Records from a data source:

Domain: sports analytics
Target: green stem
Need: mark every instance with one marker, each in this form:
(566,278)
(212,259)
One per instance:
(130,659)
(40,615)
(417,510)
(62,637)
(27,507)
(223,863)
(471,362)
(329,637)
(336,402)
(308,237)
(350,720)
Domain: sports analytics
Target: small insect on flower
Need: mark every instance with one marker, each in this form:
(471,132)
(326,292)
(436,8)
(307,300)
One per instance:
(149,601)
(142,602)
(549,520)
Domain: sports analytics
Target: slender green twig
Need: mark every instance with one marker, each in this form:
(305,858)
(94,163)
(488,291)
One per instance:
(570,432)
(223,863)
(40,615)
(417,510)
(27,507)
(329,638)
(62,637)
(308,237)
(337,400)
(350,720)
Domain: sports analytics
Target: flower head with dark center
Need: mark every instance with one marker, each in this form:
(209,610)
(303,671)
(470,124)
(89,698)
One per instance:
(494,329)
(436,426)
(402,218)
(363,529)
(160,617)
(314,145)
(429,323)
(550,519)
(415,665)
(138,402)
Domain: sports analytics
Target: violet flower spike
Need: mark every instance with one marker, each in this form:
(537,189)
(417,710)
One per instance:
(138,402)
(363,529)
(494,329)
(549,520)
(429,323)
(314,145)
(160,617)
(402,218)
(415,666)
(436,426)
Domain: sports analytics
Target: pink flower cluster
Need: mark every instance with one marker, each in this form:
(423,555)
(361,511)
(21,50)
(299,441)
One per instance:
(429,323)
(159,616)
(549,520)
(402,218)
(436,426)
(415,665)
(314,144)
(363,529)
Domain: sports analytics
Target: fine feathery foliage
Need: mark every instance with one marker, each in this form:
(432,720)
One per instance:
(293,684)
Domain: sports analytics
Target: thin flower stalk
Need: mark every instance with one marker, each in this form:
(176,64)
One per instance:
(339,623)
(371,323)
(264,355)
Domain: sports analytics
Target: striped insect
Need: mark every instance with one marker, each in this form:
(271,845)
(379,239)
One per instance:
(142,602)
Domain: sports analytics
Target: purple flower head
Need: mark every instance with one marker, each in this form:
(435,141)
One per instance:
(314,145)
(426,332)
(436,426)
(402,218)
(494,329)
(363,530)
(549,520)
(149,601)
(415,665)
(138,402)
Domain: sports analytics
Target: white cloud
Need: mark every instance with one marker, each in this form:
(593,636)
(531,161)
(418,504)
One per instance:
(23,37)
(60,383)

Task description: Repeat back the data above, exact to the last character.

Written answer:
Domain: sports analytics
Target: green stem
Need: mark every instance with one marker, each in this form:
(566,278)
(212,259)
One per instance:
(130,659)
(40,615)
(417,510)
(62,637)
(27,507)
(223,863)
(471,362)
(329,637)
(336,402)
(308,237)
(350,720)
Domain: sports analytics
Target: small insect on flower
Need: mark every instance with one marker, each in this form:
(471,132)
(326,292)
(436,8)
(307,300)
One per instance:
(149,601)
(142,602)
(549,520)
Domain: sports analytics
Target: slender green twig
Need: mark every instance with one marker, each in this form:
(305,858)
(94,163)
(488,291)
One per instance:
(570,432)
(223,863)
(40,615)
(417,510)
(27,507)
(329,638)
(62,637)
(308,237)
(337,400)
(350,720)
Domain: sports analytics
Target: flower head with dark center
Need: mark every instance with one marker, each in this form:
(209,610)
(303,671)
(470,124)
(89,698)
One per instance:
(494,329)
(436,426)
(402,218)
(363,529)
(160,617)
(314,145)
(429,323)
(550,519)
(415,665)
(138,402)
Domain: sports analytics
Target: violet flower spike
Need: mark every instance with one marker, each in this form:
(537,189)
(417,710)
One per instance:
(138,402)
(363,529)
(494,329)
(549,520)
(429,323)
(314,145)
(160,617)
(402,218)
(415,666)
(436,426)
Domain: sports analytics
Target: pink flower cluster
Need: mark every instance with one marker, each in this form:
(423,555)
(361,511)
(21,50)
(299,441)
One per instance:
(429,323)
(159,616)
(549,520)
(402,218)
(436,426)
(415,665)
(314,144)
(363,529)
Domain: sports analytics
Target: fine feathery foliage
Need: mark every instance with one marker, each in this form:
(432,720)
One per instance:
(293,684)
Domain: sports analytics
Target: thin flower stalk
Need: mark every instance with one marker, each in this form:
(176,64)
One per instance:
(339,623)
(371,323)
(264,355)
Domain: sports analytics
Target: striped insect
Need: mark every instance with one marker, each in this form:
(271,845)
(379,239)
One per instance:
(142,602)
Domain: sports analytics
Target: purple flower head
Need: mark every instance with one marker, each in this form:
(435,141)
One per instance:
(314,145)
(426,332)
(436,426)
(402,218)
(494,329)
(363,530)
(549,520)
(149,601)
(415,665)
(138,402)
Domain: sports analytics
Target: white cloud
Need: mark every instance with one marker, each in this form:
(593,636)
(531,161)
(418,504)
One per instance:
(23,37)
(60,383)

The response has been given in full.